## [Exercise details]
Copy each of the entries below word for word, keeping every character unchanged.

═══ Material shown

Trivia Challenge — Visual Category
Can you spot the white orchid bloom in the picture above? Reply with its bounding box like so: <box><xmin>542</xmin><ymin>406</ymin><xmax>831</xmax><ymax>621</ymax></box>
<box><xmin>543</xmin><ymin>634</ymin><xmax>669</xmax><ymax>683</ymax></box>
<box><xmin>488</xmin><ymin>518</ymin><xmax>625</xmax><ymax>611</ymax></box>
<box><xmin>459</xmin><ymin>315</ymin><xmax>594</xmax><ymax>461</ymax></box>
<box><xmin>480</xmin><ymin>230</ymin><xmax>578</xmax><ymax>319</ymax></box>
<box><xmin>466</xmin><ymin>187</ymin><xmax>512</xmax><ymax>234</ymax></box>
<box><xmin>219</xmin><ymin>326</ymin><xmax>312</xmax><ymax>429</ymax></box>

══════

## [Solution to this task]
Trivia Challenge — Visual Category
Can you spot the white orchid bloom in the picture above? Reply with its bounding box like so: <box><xmin>542</xmin><ymin>406</ymin><xmax>831</xmax><ymax>621</ymax></box>
<box><xmin>543</xmin><ymin>634</ymin><xmax>669</xmax><ymax>683</ymax></box>
<box><xmin>488</xmin><ymin>518</ymin><xmax>625</xmax><ymax>611</ymax></box>
<box><xmin>459</xmin><ymin>315</ymin><xmax>594</xmax><ymax>461</ymax></box>
<box><xmin>480</xmin><ymin>230</ymin><xmax>578</xmax><ymax>319</ymax></box>
<box><xmin>466</xmin><ymin>187</ymin><xmax>512</xmax><ymax>234</ymax></box>
<box><xmin>219</xmin><ymin>326</ymin><xmax>312</xmax><ymax>429</ymax></box>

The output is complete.